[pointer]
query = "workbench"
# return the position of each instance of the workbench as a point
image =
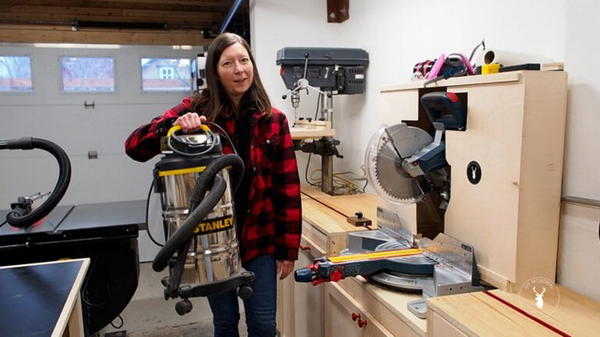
(42, 299)
(335, 309)
(327, 309)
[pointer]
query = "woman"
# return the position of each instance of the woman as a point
(267, 204)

-*-*-

_How to complete this task_.
Please retype the data exactly as it appears, but without any of its pictures.

_Your solution_.
[pointer]
query = "workbench"
# return the position of each instance of the workbench as a point
image =
(42, 299)
(335, 309)
(327, 309)
[pointer]
query = "woman"
# return the position of each instance of the woman as a point
(267, 204)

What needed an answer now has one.